/---

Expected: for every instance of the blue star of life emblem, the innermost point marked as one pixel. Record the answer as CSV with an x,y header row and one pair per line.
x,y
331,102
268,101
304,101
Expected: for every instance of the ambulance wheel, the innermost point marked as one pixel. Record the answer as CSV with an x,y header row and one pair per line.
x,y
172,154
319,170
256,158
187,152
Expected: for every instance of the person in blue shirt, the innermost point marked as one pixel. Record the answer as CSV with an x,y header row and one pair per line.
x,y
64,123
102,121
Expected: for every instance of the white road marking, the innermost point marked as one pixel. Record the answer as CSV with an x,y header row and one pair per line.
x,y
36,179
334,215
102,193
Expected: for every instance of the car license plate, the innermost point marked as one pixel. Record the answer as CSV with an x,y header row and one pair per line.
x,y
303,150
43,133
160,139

\---

What you will do: Return the lines beginning at the one that contains "Expected: for every instance of the person" and continuing through the last line of the data, exactly as they stand and without any others.

Expected output:
Expected: for every instance of the person in blue shirt, the innermost point marked as one pixel. Record the answer as CSV with an x,y header row and one pair per line.
x,y
64,123
102,121
Expected: for every instance of the white road marking, the innermost point marked as one pixel. Record the answer as CSV with an x,y header row and one pair per line.
x,y
36,179
334,215
102,193
Expected: for every instance of the car license plate, the innermost point marked as one pixel. Record the answer as CSV with an x,y header row and one pair per line.
x,y
303,150
43,133
160,139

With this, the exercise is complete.